··· DATA ···

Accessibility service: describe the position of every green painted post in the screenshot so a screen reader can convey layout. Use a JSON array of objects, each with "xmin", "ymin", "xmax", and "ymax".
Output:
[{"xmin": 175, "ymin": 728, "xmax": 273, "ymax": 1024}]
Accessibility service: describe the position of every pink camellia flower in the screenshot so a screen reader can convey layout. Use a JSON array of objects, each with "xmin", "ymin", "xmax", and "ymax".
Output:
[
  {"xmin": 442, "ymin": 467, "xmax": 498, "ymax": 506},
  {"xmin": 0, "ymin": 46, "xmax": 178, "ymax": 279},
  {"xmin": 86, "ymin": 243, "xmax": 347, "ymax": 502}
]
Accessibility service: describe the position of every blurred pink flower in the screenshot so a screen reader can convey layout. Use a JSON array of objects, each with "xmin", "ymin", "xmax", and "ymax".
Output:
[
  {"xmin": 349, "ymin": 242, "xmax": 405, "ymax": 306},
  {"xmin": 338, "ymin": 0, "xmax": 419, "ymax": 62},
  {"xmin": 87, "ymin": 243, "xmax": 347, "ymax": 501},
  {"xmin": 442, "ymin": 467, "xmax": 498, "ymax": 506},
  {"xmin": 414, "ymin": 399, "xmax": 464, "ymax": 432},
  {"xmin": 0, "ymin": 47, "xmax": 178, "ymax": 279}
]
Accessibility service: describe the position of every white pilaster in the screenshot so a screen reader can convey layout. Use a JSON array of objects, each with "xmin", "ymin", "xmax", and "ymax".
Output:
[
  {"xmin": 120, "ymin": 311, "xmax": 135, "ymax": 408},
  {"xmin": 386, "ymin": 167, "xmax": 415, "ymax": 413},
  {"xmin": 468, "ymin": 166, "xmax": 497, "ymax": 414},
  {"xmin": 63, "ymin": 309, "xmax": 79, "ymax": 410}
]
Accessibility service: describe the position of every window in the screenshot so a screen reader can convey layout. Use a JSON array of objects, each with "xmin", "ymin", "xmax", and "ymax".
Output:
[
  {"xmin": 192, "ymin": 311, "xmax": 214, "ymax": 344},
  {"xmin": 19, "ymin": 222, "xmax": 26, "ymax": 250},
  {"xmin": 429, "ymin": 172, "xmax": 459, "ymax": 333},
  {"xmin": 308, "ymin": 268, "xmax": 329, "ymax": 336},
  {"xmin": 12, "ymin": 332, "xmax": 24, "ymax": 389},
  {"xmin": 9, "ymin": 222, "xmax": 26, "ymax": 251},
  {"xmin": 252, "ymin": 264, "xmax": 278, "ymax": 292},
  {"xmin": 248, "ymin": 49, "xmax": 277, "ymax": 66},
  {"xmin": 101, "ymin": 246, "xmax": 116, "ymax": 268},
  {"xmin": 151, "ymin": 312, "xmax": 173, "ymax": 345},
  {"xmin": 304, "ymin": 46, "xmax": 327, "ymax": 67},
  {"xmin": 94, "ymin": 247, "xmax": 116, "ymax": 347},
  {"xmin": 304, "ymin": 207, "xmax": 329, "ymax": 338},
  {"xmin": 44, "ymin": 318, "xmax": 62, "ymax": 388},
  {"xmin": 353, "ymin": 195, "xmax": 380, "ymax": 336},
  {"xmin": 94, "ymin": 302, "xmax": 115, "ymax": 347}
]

···

WHAT IS REQUIRED: Each of the entries above should be written out again exactly.

COMPLETED TASK:
Accessibility service: describe the position of every green painted post in the screenshot so a screen reader can convey layout. Use a JSON array of objects, each with "xmin", "ymin", "xmax", and "ymax".
Output:
[{"xmin": 175, "ymin": 728, "xmax": 273, "ymax": 1024}]
Accessibility service: describe the position of every pink camellia flower in the screenshot so a screen reader can convey layout. Use a JSON array of objects, each with "xmin", "ymin", "xmax", and "ymax".
Output:
[
  {"xmin": 442, "ymin": 467, "xmax": 498, "ymax": 506},
  {"xmin": 0, "ymin": 46, "xmax": 178, "ymax": 279},
  {"xmin": 86, "ymin": 243, "xmax": 347, "ymax": 502}
]
Accessibility service: describe the position of every blurred pink flower in the screenshot so a screen reader can convey layout. Use a JSON array of objects, each with "xmin", "ymin", "xmax", and "ymax".
Output:
[
  {"xmin": 349, "ymin": 242, "xmax": 405, "ymax": 306},
  {"xmin": 338, "ymin": 0, "xmax": 419, "ymax": 62},
  {"xmin": 87, "ymin": 243, "xmax": 347, "ymax": 501},
  {"xmin": 442, "ymin": 467, "xmax": 498, "ymax": 506},
  {"xmin": 414, "ymin": 399, "xmax": 464, "ymax": 432},
  {"xmin": 0, "ymin": 47, "xmax": 178, "ymax": 279}
]
Accessibility service: describe the position of every white pilaster in the screenshot so a screen reader can convey layout. Use a JSON array of objects, each with "xmin", "ymin", "xmax", and "ymax".
Output:
[
  {"xmin": 120, "ymin": 311, "xmax": 135, "ymax": 408},
  {"xmin": 386, "ymin": 167, "xmax": 415, "ymax": 413},
  {"xmin": 468, "ymin": 166, "xmax": 497, "ymax": 414},
  {"xmin": 63, "ymin": 309, "xmax": 79, "ymax": 410}
]
Accessibility service: describe the position of every window in the screenshot so a screen reader can convey layout. Use a JSON array of objects, each with "xmin", "ymin", "xmax", and "ymax".
Output:
[
  {"xmin": 192, "ymin": 311, "xmax": 214, "ymax": 344},
  {"xmin": 19, "ymin": 222, "xmax": 26, "ymax": 250},
  {"xmin": 429, "ymin": 172, "xmax": 459, "ymax": 333},
  {"xmin": 308, "ymin": 268, "xmax": 329, "ymax": 336},
  {"xmin": 12, "ymin": 332, "xmax": 24, "ymax": 389},
  {"xmin": 9, "ymin": 222, "xmax": 26, "ymax": 251},
  {"xmin": 252, "ymin": 264, "xmax": 278, "ymax": 292},
  {"xmin": 248, "ymin": 49, "xmax": 277, "ymax": 66},
  {"xmin": 101, "ymin": 246, "xmax": 116, "ymax": 268},
  {"xmin": 151, "ymin": 312, "xmax": 173, "ymax": 345},
  {"xmin": 304, "ymin": 46, "xmax": 327, "ymax": 67},
  {"xmin": 94, "ymin": 247, "xmax": 116, "ymax": 347},
  {"xmin": 304, "ymin": 207, "xmax": 329, "ymax": 338},
  {"xmin": 44, "ymin": 318, "xmax": 62, "ymax": 388},
  {"xmin": 353, "ymin": 195, "xmax": 380, "ymax": 336},
  {"xmin": 94, "ymin": 302, "xmax": 115, "ymax": 347}
]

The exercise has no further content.